>> Begin Rows

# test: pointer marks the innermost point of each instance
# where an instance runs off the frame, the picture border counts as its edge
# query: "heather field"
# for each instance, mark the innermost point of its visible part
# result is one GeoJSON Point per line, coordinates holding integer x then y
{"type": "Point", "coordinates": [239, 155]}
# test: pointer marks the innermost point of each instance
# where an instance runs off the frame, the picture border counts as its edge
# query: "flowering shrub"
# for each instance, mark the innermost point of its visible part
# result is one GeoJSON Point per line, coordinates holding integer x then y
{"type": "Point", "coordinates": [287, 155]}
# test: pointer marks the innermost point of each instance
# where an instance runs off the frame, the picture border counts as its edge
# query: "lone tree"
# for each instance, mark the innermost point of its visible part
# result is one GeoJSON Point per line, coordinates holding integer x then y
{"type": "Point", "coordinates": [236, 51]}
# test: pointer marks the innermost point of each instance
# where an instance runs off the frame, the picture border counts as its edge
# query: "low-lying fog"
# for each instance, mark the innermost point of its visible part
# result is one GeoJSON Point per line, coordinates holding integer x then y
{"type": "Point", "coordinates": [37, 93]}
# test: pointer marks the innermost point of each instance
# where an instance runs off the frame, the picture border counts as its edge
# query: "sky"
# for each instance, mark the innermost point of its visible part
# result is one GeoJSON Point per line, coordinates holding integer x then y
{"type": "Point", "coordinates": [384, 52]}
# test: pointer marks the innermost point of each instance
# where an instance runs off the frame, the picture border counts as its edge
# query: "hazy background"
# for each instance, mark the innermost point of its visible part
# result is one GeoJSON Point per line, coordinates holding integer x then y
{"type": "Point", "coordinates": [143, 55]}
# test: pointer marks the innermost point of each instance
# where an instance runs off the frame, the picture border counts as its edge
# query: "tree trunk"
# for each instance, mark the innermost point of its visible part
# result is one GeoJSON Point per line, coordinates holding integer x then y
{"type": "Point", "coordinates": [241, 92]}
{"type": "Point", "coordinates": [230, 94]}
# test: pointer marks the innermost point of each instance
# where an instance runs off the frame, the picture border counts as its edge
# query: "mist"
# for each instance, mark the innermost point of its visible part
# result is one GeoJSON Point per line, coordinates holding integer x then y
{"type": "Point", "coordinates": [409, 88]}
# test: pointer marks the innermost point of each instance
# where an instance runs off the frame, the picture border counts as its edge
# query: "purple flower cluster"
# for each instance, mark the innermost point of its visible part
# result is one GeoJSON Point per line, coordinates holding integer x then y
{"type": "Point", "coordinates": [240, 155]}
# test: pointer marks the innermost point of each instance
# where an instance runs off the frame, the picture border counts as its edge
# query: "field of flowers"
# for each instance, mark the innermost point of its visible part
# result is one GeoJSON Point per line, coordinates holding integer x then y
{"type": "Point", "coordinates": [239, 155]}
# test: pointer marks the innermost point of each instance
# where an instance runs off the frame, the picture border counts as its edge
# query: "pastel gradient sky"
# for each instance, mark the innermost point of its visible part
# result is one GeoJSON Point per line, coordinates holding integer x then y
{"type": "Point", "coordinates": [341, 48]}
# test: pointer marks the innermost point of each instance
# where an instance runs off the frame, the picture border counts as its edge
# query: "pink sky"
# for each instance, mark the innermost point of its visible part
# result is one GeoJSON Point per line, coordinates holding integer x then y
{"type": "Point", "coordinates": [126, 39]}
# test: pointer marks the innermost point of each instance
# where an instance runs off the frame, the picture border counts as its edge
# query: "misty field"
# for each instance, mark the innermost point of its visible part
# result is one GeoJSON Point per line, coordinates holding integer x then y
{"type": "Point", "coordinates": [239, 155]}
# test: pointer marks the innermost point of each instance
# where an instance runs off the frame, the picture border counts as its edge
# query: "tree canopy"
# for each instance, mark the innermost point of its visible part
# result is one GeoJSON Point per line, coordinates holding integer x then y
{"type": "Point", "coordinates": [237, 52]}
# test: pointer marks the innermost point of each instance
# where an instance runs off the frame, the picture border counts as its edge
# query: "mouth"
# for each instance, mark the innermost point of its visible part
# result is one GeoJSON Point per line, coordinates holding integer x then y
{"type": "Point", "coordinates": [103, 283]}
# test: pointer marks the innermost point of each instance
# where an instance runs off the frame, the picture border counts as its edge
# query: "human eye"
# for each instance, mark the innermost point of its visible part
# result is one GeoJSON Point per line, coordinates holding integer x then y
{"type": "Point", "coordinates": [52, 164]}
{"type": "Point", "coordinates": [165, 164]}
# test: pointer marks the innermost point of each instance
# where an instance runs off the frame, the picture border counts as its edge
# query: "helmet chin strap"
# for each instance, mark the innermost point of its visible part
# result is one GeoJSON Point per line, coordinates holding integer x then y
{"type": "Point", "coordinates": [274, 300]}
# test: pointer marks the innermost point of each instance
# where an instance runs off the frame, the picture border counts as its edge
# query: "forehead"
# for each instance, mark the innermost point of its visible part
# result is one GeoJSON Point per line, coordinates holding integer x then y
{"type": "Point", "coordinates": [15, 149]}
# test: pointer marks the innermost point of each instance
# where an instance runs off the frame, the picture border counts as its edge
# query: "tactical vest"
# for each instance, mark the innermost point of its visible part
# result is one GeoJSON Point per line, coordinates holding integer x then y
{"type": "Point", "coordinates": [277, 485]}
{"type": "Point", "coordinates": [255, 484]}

>> End Rows

Prompt => Count the lines in the rows above that contain the string "field". Reply with the number alone.

Finished exercise => 3